SET EXERCISE 1: Retype word for word the portion of the listing that begins with the line containing "Each instance gets a single point. Label the parade" and runs through the final line of the listing, including both ends.
SET EXERCISE 2: Extend the Shotover Canyon account onward from the point at which it stops.

The Shotover Canyon Swing is the highest cliff jump in the world. You fall for about 4 seconds before swinging over 200 meters across the canyon. I had over 70 styles to choose from, and I had two jumps. For my first jump, I opted for the chair. You strap yourself into a lawn chair and kick yourself backward over the edge.

Shotover Canyon Swing

The Chair

As I fell, the chair somersaulted and I lost all sense of up or down. The wind rushed past my face and before I knew it, I was being shot out over the canyon staring up at how high I had just fallen and at the beautiful blue water below me. This chair was intense but for my second jump, I wanted to try something scary. For my second jump, I picked a jump style that terrified me. It Called the pin drop.

Shotover Canyon Swing - The Chair


You stand sideways on the edge and bend down, so you are looking at the ground before jumping off. Now, let me be honest with you guys. I wasn't the bravest soul when it came to this jump. In fact, it took me about six minutes to work up the courage to take the leap. I took a deep breath and pushed past my fear and leaped. Because I was already looking at the ground, I was hit with a crazy ground rush, and another wave of adrenaline hit me.

The Pin Drop

I liked the Chair, but the Pin Drop was more of a challenge and a rush. I felt more of a reward after the Pin Drop. The guys running the Swing were classic. The jump master Morgan had a hilarious personality. He was laughing, asking me questions, and playing little jokes. It helped take my mind off of the fear, and made the whole day unforgettable.

Shotover Canyon Swing - Pin Drop


Shotover Canyon Fox

"You can do this!" I whispered to myself as I shimmied a little further down the bright green platform. A glance quickly right and left. If I took one step it was an 185-meter drop down the sharp cliff face.

I was thrilled, excited, and terrified.

I am a pretty adventurous person by nature. However, I'm not going to lie. Sometimes I have to give myself a little pep talk to have enough bravery to take the plunge. This was one of those moments. Just a couple of hours before I was rugged up in my bed at, sleeping off a hangover from an epic night out the night before.

Now I was at Shotover Canyon about to try their newly opened Canyon Fox (a flying fox). This new adrenaline rush is the only one in the world and is called a Drop Rail. Imagine a 5 meter freefall. At the end of the fall you get snapped onto the other side of the Canyon… gulp.

Image object location entries
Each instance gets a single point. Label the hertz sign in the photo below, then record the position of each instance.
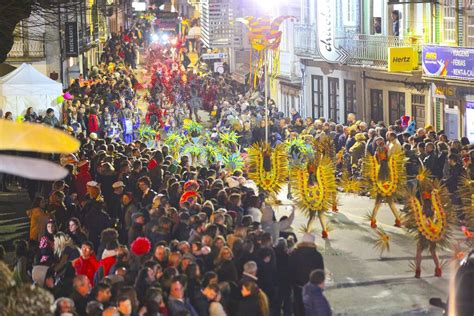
(402, 59)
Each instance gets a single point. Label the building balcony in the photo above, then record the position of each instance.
(372, 50)
(25, 49)
(305, 41)
(364, 49)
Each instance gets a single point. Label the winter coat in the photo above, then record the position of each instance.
(227, 271)
(315, 304)
(93, 124)
(38, 221)
(216, 309)
(80, 181)
(304, 259)
(95, 222)
(430, 162)
(175, 306)
(87, 267)
(454, 177)
(248, 306)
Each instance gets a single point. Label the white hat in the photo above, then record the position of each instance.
(92, 184)
(118, 184)
(309, 238)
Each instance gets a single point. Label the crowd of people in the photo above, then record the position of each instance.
(134, 231)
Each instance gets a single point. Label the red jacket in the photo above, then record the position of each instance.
(107, 263)
(93, 125)
(87, 267)
(80, 181)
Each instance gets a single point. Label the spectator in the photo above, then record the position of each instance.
(315, 304)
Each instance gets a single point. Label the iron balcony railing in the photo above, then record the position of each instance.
(373, 49)
(27, 48)
(364, 49)
(305, 40)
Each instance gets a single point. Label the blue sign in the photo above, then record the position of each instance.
(448, 62)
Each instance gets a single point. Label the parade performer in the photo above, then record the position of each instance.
(268, 168)
(384, 177)
(194, 147)
(190, 194)
(466, 192)
(313, 181)
(429, 218)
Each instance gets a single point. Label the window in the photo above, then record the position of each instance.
(350, 98)
(418, 109)
(376, 104)
(470, 30)
(349, 12)
(396, 102)
(333, 85)
(318, 107)
(449, 21)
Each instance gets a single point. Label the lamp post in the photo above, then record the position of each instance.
(265, 70)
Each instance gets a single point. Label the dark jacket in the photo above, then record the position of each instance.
(303, 260)
(454, 177)
(315, 304)
(201, 304)
(175, 306)
(95, 222)
(248, 306)
(430, 162)
(227, 272)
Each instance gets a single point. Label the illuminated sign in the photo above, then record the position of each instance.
(470, 121)
(326, 32)
(402, 59)
(139, 6)
(448, 62)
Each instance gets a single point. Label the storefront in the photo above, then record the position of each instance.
(450, 70)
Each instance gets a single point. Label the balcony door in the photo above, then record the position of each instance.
(396, 103)
(317, 107)
(333, 87)
(418, 109)
(376, 105)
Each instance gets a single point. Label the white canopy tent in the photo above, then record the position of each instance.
(25, 87)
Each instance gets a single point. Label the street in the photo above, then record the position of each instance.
(361, 281)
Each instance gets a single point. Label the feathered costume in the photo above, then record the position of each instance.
(268, 167)
(312, 179)
(384, 177)
(429, 218)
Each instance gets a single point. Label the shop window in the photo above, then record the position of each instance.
(317, 96)
(470, 29)
(396, 103)
(449, 21)
(333, 87)
(376, 104)
(451, 118)
(418, 109)
(350, 98)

ANSWER 1:
Each instance gets a single point. Label the parade performer in the photo above, then record the position of each instance.
(268, 168)
(384, 177)
(194, 147)
(190, 194)
(466, 192)
(313, 181)
(429, 218)
Each instance gets a single point. Label the window in the photo above, then record the position of each instance.
(350, 98)
(418, 109)
(376, 104)
(470, 30)
(349, 12)
(396, 102)
(333, 85)
(318, 107)
(449, 21)
Each instance gets a single point. Label the lamp post in the photo above, then record the position of each instance.
(265, 70)
Each instance gets a single point. Label the dark jacket in the photo above, then record the position of each instance.
(303, 260)
(454, 177)
(315, 304)
(201, 304)
(175, 306)
(95, 222)
(248, 306)
(430, 162)
(227, 272)
Each instance gets a single point. Label the illuminated sign in the photo above, then record the position of each instance.
(470, 121)
(326, 32)
(402, 59)
(139, 6)
(448, 62)
Each instance gets a single point. Label the storefront in the photo above, then record the position of each instance.
(450, 70)
Each instance gets a single point. Label the balcony door in the photo above, then record the position of each instance.
(396, 103)
(317, 107)
(333, 87)
(418, 109)
(376, 105)
Each instance gets a single point. Label the white canopy tent in the photo above, then record the position of each instance.
(25, 87)
Each instance gets a single point. Label the street in the photo above, then record the position of each instance.
(361, 281)
Each instance gets a single point. Label the feathered costume in the photo above, then record the position of each instance.
(268, 167)
(312, 179)
(384, 177)
(429, 218)
Each instance gets a single point. Label the shop window in the photo above, then record the position of each instance.
(317, 96)
(470, 29)
(396, 103)
(449, 21)
(333, 87)
(376, 104)
(451, 118)
(418, 109)
(350, 98)

ANSWER 2:
The Drop Rail

There are multiple drop styles for the Drop Rail. I had chosen to run straight off the platform. I stared down it. By my estimate, it would take about four steps to get right to the edge. Ok, so I needed to take five steps, and I would be off the ledge. "Ok, now is the time”, I thought, "The adrenaline will get rid of your hangover". At this point I was willing to try anything to get rid it. I started counting down slowly. 5... 4... 3... 2... 1. My legs turned into jelly on the first step, but I kept running. Soon I was at the end of the platform falling through the air.

After a couple of seconds I then heard my rope snap on the zip cord and the next thing I knew I was soaring across the Canyon. I spun myself around to take in the beautiful views of the canyon. I took in every moment as the adrenaline coursed through my body. The Canyon Fox alone made the experience worth it, and my hangover was gone.

Shotover Canyon - so much fun


Everyone at Shotover Canyon Swing & Fox was fun, and made their customers feel welcome. They are an extremely friendly company and treat their customers right. Personally, I liked both the Canyon Fox and the Canyon Swing. I would say buy a combo ticket for both. Overall, I had a blast at Shotover Canyon. I've being thinking about it non-stop and can't wait to do it again.

Author: Stephen is currently travelling New Zealand! Check out his blog "A Backpacker's Tale here. All images are authors own apart from the header (main) image.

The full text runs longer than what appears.